→ **What the exercise asks**
All the data below goes into the copy word for word, but the pictures don't.

Dataset items:
○ ○ ○

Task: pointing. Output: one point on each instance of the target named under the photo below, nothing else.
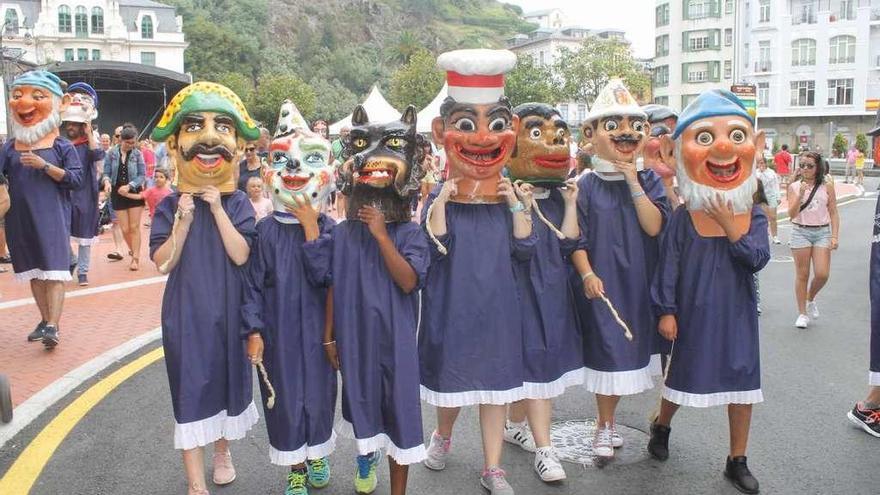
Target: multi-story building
(693, 50)
(135, 31)
(816, 65)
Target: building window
(81, 21)
(803, 93)
(661, 76)
(843, 50)
(840, 91)
(804, 11)
(803, 52)
(97, 20)
(764, 95)
(147, 28)
(148, 58)
(662, 15)
(662, 46)
(64, 22)
(11, 22)
(764, 12)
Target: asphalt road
(801, 440)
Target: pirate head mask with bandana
(385, 165)
(300, 162)
(206, 127)
(715, 145)
(542, 154)
(476, 125)
(616, 130)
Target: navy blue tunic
(202, 330)
(707, 283)
(38, 223)
(375, 330)
(552, 344)
(84, 201)
(624, 257)
(470, 339)
(283, 304)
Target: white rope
(626, 331)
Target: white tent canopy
(427, 115)
(378, 110)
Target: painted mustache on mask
(201, 149)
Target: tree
(273, 89)
(585, 71)
(417, 82)
(530, 82)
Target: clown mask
(541, 155)
(300, 163)
(385, 165)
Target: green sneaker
(365, 477)
(319, 472)
(296, 483)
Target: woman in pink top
(812, 207)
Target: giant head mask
(542, 154)
(616, 128)
(36, 100)
(385, 168)
(300, 162)
(715, 147)
(476, 125)
(206, 127)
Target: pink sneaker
(224, 471)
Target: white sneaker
(602, 446)
(519, 434)
(547, 465)
(813, 310)
(438, 451)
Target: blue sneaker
(296, 483)
(365, 479)
(319, 472)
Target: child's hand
(375, 221)
(332, 354)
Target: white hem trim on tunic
(716, 399)
(532, 390)
(618, 383)
(381, 441)
(204, 431)
(471, 397)
(37, 274)
(300, 455)
(85, 242)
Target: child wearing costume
(470, 340)
(202, 242)
(703, 291)
(621, 210)
(552, 345)
(375, 262)
(284, 308)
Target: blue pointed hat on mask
(714, 103)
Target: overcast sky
(636, 17)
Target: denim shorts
(804, 237)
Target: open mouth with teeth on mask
(724, 172)
(379, 175)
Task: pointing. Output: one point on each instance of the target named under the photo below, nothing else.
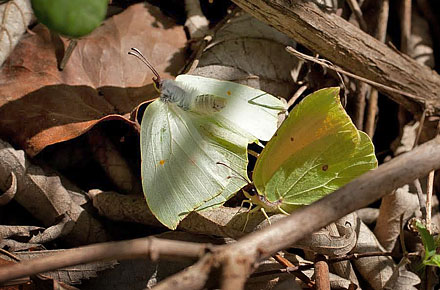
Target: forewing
(179, 162)
(313, 152)
(252, 111)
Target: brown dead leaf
(18, 231)
(40, 105)
(393, 206)
(403, 279)
(114, 165)
(323, 242)
(44, 196)
(250, 52)
(377, 269)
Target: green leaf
(72, 18)
(315, 151)
(181, 149)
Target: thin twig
(429, 191)
(297, 273)
(402, 237)
(300, 55)
(145, 247)
(421, 197)
(322, 278)
(354, 6)
(67, 53)
(419, 130)
(405, 25)
(380, 34)
(361, 94)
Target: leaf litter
(51, 107)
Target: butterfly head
(157, 81)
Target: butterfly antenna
(240, 176)
(137, 53)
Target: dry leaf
(69, 275)
(15, 16)
(10, 190)
(375, 270)
(196, 23)
(40, 105)
(368, 215)
(402, 279)
(323, 242)
(43, 195)
(114, 165)
(14, 246)
(18, 231)
(250, 52)
(393, 205)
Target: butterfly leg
(265, 215)
(283, 211)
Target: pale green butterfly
(196, 123)
(316, 150)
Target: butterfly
(195, 123)
(316, 150)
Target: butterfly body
(190, 99)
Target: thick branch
(357, 194)
(352, 49)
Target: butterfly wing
(247, 110)
(315, 151)
(179, 152)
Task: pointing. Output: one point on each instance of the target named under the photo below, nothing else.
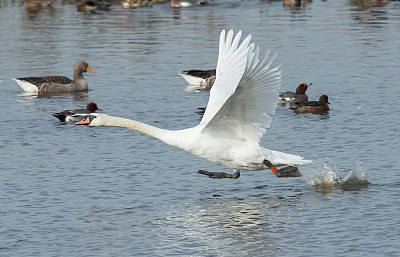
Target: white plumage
(244, 94)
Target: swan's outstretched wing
(244, 114)
(230, 67)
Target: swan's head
(94, 120)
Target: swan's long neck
(167, 136)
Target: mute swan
(244, 93)
(197, 77)
(76, 115)
(57, 84)
(316, 107)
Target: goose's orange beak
(85, 121)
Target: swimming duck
(132, 4)
(244, 94)
(317, 107)
(57, 84)
(177, 3)
(197, 77)
(92, 5)
(34, 5)
(76, 115)
(298, 97)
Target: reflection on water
(233, 226)
(325, 177)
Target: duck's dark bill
(85, 121)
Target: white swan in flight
(245, 92)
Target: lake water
(70, 190)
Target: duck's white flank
(237, 115)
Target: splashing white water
(325, 174)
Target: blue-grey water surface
(70, 190)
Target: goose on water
(245, 92)
(57, 84)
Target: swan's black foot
(220, 174)
(289, 171)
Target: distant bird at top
(316, 107)
(57, 84)
(298, 97)
(92, 5)
(77, 114)
(178, 3)
(35, 5)
(132, 4)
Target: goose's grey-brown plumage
(57, 84)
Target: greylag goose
(245, 92)
(57, 84)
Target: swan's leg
(289, 171)
(220, 174)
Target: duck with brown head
(57, 84)
(290, 98)
(77, 114)
(317, 107)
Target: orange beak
(85, 121)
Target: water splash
(324, 176)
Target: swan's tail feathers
(26, 86)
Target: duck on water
(244, 94)
(70, 116)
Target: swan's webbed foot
(220, 174)
(289, 171)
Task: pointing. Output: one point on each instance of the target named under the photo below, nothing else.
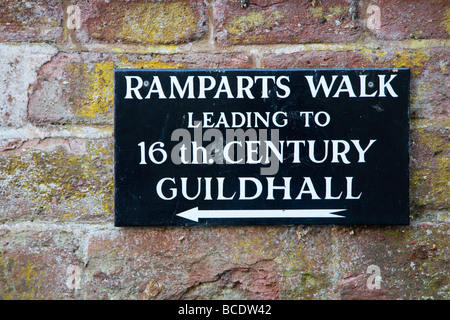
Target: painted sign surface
(261, 147)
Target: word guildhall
(259, 147)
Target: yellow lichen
(330, 13)
(430, 177)
(20, 281)
(253, 20)
(161, 22)
(446, 21)
(97, 87)
(410, 59)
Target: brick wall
(57, 239)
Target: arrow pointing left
(195, 214)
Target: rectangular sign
(261, 147)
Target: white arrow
(194, 214)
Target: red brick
(411, 19)
(429, 70)
(34, 264)
(430, 160)
(291, 21)
(268, 263)
(56, 179)
(33, 20)
(18, 66)
(186, 263)
(78, 87)
(142, 21)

○ ○ ○

→ **Solution for this exercise**
Task: pointing. Output: one point on each instance of the target named under the photo below, nothing else.
Target: multi-story building
(693, 50)
(135, 31)
(816, 65)
Target: building window
(81, 21)
(803, 93)
(661, 76)
(843, 50)
(840, 91)
(804, 11)
(803, 52)
(97, 20)
(764, 95)
(147, 28)
(148, 58)
(662, 15)
(662, 46)
(64, 22)
(11, 22)
(764, 12)
Target: asphalt road
(801, 440)
Target: pirate head mask with bandana
(385, 165)
(300, 162)
(206, 127)
(715, 145)
(542, 154)
(476, 125)
(616, 130)
Target: navy blue tunic
(202, 330)
(707, 283)
(38, 223)
(375, 330)
(552, 344)
(84, 201)
(624, 257)
(470, 339)
(283, 304)
Target: white rope
(626, 331)
Target: white tent canopy
(427, 115)
(378, 110)
Target: painted mustache on mask
(201, 149)
Target: tree
(273, 89)
(585, 71)
(417, 82)
(530, 82)
Target: clown mask
(541, 155)
(300, 163)
(385, 165)
Target: green sneaker
(365, 477)
(319, 472)
(296, 483)
Target: woman in pink top
(812, 207)
Target: giant head mask
(542, 154)
(616, 128)
(36, 100)
(385, 168)
(300, 162)
(715, 147)
(476, 125)
(206, 127)
Target: pink sneaker
(224, 471)
Target: white sneaker
(602, 446)
(519, 434)
(547, 465)
(813, 310)
(438, 451)
Target: blue sneaker
(296, 483)
(365, 479)
(319, 472)
Target: child's hand
(375, 221)
(332, 354)
Target: white hem trim on tunic
(716, 399)
(532, 390)
(618, 383)
(381, 441)
(204, 431)
(471, 397)
(37, 274)
(300, 455)
(85, 242)
Target: child wearing costume
(470, 340)
(202, 242)
(703, 291)
(621, 210)
(552, 345)
(375, 262)
(284, 308)
Target: blue pointed hat on mask
(714, 103)
Target: overcast sky
(636, 17)
Target: denim shorts
(804, 237)
Target: open mouth with teeth on mask
(724, 172)
(379, 175)
Task: pointing. Output: one point on each instance of the target named under the photo below, nothing else.
Target: forewing
(179, 162)
(313, 152)
(252, 111)
Target: brown dead leaf
(18, 231)
(40, 105)
(393, 206)
(403, 279)
(114, 165)
(323, 242)
(44, 196)
(250, 52)
(377, 269)
Target: green leaf
(72, 18)
(315, 151)
(181, 149)
Target: thin twig
(429, 191)
(297, 273)
(402, 237)
(300, 55)
(145, 247)
(421, 197)
(322, 278)
(354, 6)
(67, 53)
(419, 130)
(405, 25)
(380, 34)
(361, 94)
Target: leaf litter
(51, 107)
Target: butterfly head
(157, 81)
Target: butterfly antenna
(240, 176)
(137, 53)
Target: dry leaf
(69, 275)
(15, 16)
(10, 190)
(375, 270)
(196, 23)
(40, 105)
(368, 215)
(402, 279)
(323, 242)
(43, 195)
(114, 165)
(14, 246)
(18, 231)
(250, 52)
(393, 205)
Target: butterfly leg
(265, 215)
(283, 211)
Target: pale green butterfly
(196, 123)
(316, 150)
Target: butterfly
(195, 123)
(316, 150)
Target: butterfly body
(190, 99)
Target: thick branch
(357, 194)
(352, 49)
Target: butterfly wing
(247, 110)
(315, 151)
(179, 152)
Task: pointing. Output: one point on each instance of the target named under the photo below, nothing else.
Target: white plumage
(244, 94)
Target: swan's outstretched wing
(244, 114)
(230, 67)
Target: swan's head
(94, 120)
Target: swan's long neck
(167, 136)
Target: mute swan
(244, 93)
(197, 77)
(76, 115)
(57, 84)
(316, 107)
Target: goose's orange beak
(85, 121)
Target: swimming duck
(132, 4)
(244, 94)
(317, 107)
(57, 84)
(177, 3)
(197, 77)
(92, 5)
(34, 5)
(76, 115)
(298, 97)
Target: reflection on water
(233, 226)
(325, 177)
Target: duck's dark bill
(85, 121)
Target: white swan in flight
(245, 92)
Target: lake water
(70, 190)
Target: duck's white flank
(237, 115)
Target: splashing white water
(325, 174)
Target: blue-grey water surface
(70, 190)
Target: goose on water
(245, 92)
(57, 84)
Target: swan's black foot
(220, 174)
(289, 171)
Target: distant bird at top
(316, 107)
(57, 84)
(298, 97)
(92, 5)
(77, 114)
(178, 3)
(35, 5)
(132, 4)
Target: goose's grey-brown plumage
(57, 84)
Target: greylag goose
(245, 92)
(57, 84)
Target: swan's leg
(289, 171)
(220, 174)
Target: duck with brown head
(57, 84)
(290, 98)
(77, 114)
(317, 107)
Target: orange beak
(85, 121)
Target: water splash
(324, 176)
Target: swan's tail feathers
(26, 86)
Target: duck on water
(244, 94)
(70, 116)
Target: swan's webbed foot
(220, 174)
(289, 171)
Task: pointing. Output: one point on each instance of the target named under the photo below, nothing else.
Target: painted sign surface
(261, 147)
Target: word guildhall
(259, 147)
Target: yellow lichen
(330, 13)
(430, 177)
(20, 281)
(253, 20)
(161, 22)
(446, 21)
(97, 87)
(410, 59)
Target: brick wall
(57, 239)
Target: arrow pointing left
(195, 214)
Target: rectangular sign
(261, 147)
Target: white arrow
(194, 214)
Target: red brick
(411, 19)
(429, 70)
(34, 264)
(430, 160)
(291, 21)
(268, 263)
(56, 179)
(33, 20)
(18, 66)
(186, 263)
(78, 87)
(142, 21)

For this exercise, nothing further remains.